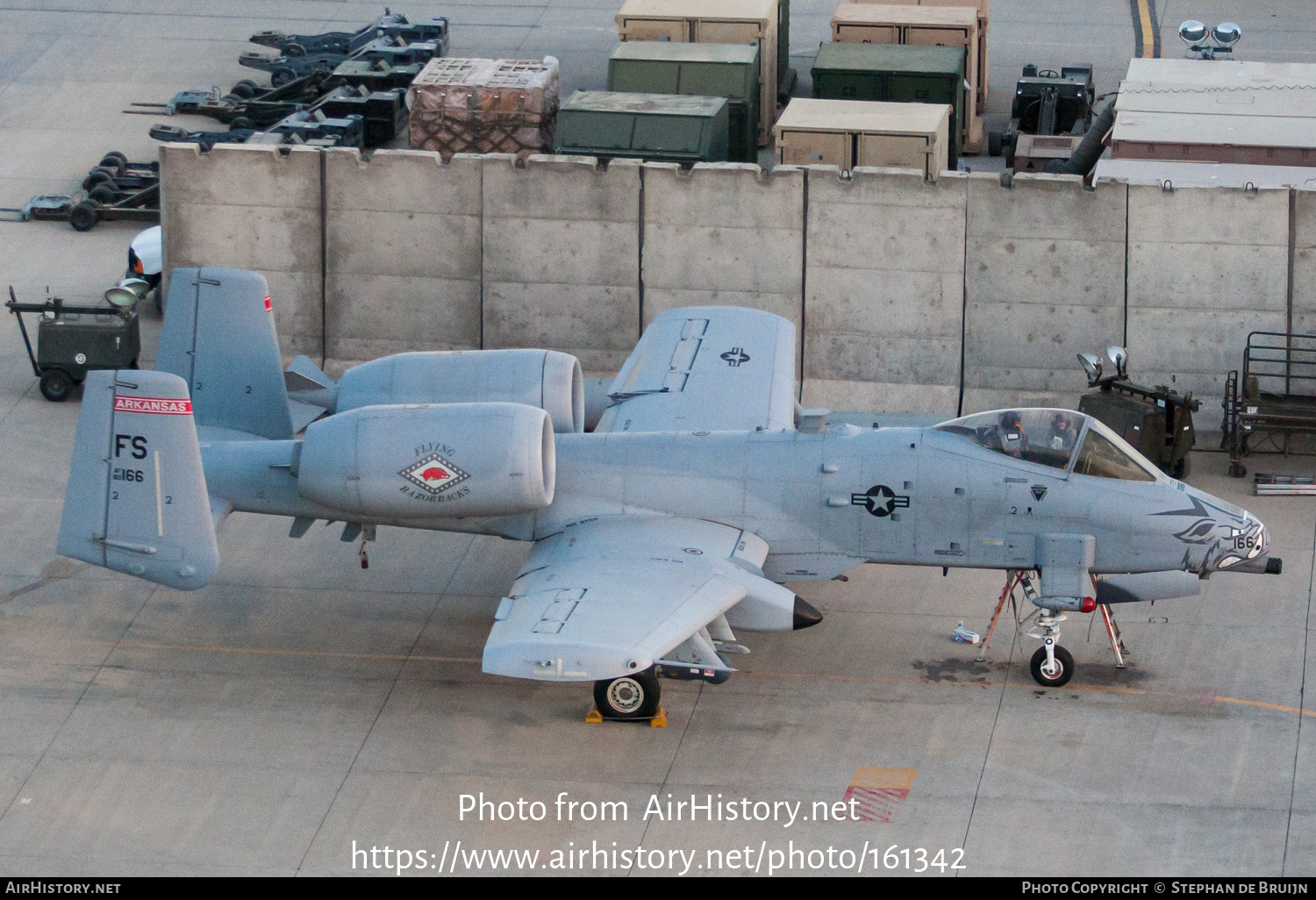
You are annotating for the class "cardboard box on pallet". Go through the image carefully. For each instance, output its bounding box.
[407,57,558,160]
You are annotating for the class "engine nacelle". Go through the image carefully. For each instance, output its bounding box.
[294,403,557,521]
[334,350,584,432]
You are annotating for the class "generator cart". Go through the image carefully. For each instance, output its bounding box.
[5,287,142,403]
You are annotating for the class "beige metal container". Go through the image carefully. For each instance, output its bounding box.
[1111,112,1316,168]
[407,57,558,160]
[618,0,781,146]
[855,0,990,111]
[773,97,952,182]
[832,3,983,153]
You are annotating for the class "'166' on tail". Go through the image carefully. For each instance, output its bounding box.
[58,370,220,591]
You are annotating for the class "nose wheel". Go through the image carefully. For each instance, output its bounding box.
[1028,608,1074,687]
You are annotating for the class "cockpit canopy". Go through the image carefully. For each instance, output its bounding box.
[936,410,1155,482]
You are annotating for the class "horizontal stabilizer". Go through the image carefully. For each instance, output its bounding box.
[283,357,339,413]
[58,370,220,591]
[1097,571,1202,603]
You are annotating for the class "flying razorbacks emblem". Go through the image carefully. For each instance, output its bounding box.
[397,453,470,495]
[850,484,910,518]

___

▶ **Brief**
Put the listing, from its beginning up to and including the line with "[334,350,584,432]", into a numbered list. Skip any blank lines and leave out the pictures.

▶ **Answer in full**
1. You are annotating for the class "cardboard box on pallet". Go through the image carefully. For each instance, output its bounding box.
2. [407,57,558,160]
3. You are annotating for the class "engine nacelle". Go through the image carefully. For each instance, output its bounding box.
4. [294,403,557,521]
5. [334,350,584,432]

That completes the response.